* INSTRUCTIONS TO FOLLOW: From the EPS 95 pension text below, write out word for word the passage that begins with the words containing "As an EPS member, you" and ends with "before becoming disabled.".

* SOURCE EXTRACT:
--------------------------------------------------

The eligibility requirements of the EPS 95 Pension Scheme are as follows:

  • You should be an EPFO member.
  • You should serve at least ten years in your service.
  • Even though 58 years is the retirement age for a regular pension, if you retire earlier, you will receive the pension amount at a decreased rate,
  • If you want to get your pension from sixty years of age, you can get an additional 4% yearly.
  • Suppose you must still complete ten years of service but over six months. In that case, you can withdraw your Employment Pension Scheme amount if you have been unemployed for over two months.
  • Suppose an employee becomes disabled. In that case, the employee is eligible for a pension amount every month. The employee would get the pension monthly even if they did not complete the ten years eligible service period. Nonetheless, the employee has to undergo a medical examination to confirm that they are unfit to do the job because of their disability.
  • An employee’s family members would be eligible for pension if the employee faces some unfortunate incident.

Benefits of the Employee Pension Scheme

Let’s look at the perks of the EPS 95 pension scheme:

Pension from 58 Years of Age

As an EPS member, you will be eligible for a pension at 58 years when you retire. However, you should fulfil the service criteria before turning 58 to be eligible. Fulfilling the service criteria is mandatory. Post-retirement, you will get the EPS certificate. The certificate is a binding document to fill out form number 10D for withdrawing the pension.

Pension Due to Disability

If an EPS member becomes disabled, they will get a monthly pension, irrespective of whether they served the service period. The member will get a pension from the disability date and throughout their life. The employer should deposit funds in the employee’s EPS account for approximately one month to qualify for a pension. However, the employee should prove through medical reports that they are unfit for the job they did before becoming disabled.

--------------------------------------------------

* DATA FOR ANALYSIS:
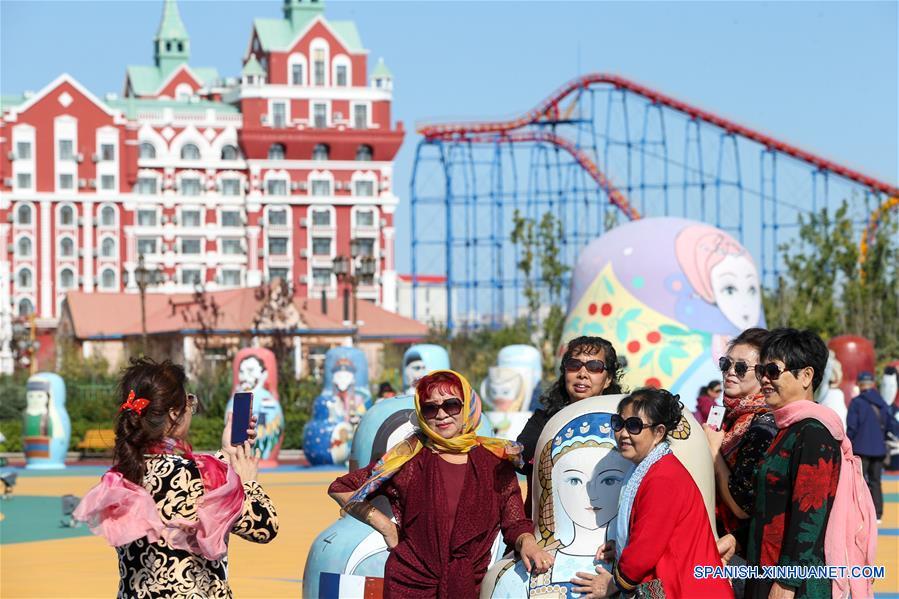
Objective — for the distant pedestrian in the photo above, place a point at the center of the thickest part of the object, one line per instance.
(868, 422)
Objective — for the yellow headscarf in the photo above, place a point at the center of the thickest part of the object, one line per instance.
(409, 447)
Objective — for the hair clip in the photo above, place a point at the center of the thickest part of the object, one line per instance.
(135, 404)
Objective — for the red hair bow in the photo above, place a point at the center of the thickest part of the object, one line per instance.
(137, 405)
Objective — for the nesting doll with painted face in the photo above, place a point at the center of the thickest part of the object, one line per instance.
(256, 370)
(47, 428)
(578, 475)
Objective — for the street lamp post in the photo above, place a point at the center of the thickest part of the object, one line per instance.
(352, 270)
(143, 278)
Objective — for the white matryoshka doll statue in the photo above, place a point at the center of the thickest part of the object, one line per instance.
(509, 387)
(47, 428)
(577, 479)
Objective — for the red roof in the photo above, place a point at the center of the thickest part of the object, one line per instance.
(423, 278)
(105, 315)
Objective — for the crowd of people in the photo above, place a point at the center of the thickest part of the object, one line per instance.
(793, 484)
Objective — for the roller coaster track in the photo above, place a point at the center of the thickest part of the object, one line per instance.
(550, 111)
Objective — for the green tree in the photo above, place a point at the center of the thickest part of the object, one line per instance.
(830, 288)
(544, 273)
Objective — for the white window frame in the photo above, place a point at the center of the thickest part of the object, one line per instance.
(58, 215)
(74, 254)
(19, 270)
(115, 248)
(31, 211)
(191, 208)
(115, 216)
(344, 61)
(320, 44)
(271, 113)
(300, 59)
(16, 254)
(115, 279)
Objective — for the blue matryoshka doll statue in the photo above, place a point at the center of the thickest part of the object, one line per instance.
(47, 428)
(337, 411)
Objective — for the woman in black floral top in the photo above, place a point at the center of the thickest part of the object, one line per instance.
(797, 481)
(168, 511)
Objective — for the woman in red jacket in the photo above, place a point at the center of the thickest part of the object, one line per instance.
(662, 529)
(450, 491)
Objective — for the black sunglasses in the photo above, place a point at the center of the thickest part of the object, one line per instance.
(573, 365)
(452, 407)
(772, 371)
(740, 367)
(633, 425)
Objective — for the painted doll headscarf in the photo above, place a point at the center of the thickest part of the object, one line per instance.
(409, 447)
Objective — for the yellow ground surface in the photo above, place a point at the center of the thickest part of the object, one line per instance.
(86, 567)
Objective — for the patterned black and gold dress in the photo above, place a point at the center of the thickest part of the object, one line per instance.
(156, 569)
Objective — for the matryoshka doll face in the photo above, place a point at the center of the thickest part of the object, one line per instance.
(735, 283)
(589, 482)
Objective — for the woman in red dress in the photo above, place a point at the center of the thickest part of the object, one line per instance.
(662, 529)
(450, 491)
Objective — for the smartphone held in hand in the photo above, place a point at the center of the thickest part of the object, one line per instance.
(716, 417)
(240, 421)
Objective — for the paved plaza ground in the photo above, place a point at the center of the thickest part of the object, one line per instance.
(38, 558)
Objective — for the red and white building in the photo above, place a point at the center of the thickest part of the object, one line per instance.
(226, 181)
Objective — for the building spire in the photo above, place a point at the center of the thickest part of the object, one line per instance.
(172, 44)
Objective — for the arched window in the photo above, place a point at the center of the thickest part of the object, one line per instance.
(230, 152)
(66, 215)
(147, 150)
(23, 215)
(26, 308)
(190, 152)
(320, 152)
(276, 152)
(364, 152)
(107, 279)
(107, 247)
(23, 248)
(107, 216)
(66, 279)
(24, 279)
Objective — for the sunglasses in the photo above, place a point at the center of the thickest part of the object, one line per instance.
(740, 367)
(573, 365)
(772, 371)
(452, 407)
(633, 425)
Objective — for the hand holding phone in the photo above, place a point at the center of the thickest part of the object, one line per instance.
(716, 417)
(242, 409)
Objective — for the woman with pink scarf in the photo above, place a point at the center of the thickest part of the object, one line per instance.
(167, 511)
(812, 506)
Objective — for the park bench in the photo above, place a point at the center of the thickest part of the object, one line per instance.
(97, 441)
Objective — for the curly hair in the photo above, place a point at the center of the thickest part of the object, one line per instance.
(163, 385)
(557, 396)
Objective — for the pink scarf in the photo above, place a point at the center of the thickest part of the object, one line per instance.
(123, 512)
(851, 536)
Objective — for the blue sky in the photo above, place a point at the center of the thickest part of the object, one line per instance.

--------------------------------------------------

* RESPONSE FOR THIS EXERCISE:
As an EPS member, you will be eligible for a pension at 58 years when you retire. However, you should fulfil the service criteria before turning 58 to be eligible. Fulfilling the service criteria is mandatory. Post-retirement, you will get the EPS certificate. The certificate is a binding document to fill out form number 10D for withdrawing the pension.

Pension Due to Disability

If an EPS member becomes disabled, they will get a monthly pension, irrespective of whether they served the service period. The member will get a pension from the disability date and throughout their life. The employer should deposit funds in the employee’s EPS account for approximately one month to qualify for a pension. However, the employee should prove through medical reports that they are unfit for the job they did before becoming disabled.